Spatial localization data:
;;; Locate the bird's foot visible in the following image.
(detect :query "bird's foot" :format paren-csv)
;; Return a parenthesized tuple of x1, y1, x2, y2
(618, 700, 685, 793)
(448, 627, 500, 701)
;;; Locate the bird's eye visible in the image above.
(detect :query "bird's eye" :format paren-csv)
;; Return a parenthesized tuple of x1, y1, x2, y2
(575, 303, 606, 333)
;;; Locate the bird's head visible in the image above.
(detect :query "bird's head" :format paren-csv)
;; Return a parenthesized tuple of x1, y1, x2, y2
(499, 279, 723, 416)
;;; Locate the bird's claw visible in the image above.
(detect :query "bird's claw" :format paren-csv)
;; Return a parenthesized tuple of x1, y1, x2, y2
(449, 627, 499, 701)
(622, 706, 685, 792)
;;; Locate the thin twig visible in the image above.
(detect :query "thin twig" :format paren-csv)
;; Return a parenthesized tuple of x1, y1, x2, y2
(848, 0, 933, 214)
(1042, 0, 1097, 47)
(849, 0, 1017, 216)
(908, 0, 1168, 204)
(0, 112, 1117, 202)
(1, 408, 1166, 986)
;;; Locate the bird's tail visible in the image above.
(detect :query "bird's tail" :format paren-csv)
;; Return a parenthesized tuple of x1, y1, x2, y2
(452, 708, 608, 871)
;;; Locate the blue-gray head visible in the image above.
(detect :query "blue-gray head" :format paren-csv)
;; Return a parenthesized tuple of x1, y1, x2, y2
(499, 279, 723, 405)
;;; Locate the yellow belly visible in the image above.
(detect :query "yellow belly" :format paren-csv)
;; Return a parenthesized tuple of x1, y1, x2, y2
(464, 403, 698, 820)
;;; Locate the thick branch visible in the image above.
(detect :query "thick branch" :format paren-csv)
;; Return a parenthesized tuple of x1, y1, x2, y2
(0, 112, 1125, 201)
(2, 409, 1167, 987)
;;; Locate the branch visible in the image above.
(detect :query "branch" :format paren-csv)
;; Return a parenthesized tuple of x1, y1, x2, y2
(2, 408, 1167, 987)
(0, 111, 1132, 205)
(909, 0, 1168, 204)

■ **What to work on**: In the records above, some lines may contain the word "thick"; copy every one of them.

■ **Written reply**:
;;; Locate the thick branch visible in the image above.
(detect :query "thick branch" :format paren-csv)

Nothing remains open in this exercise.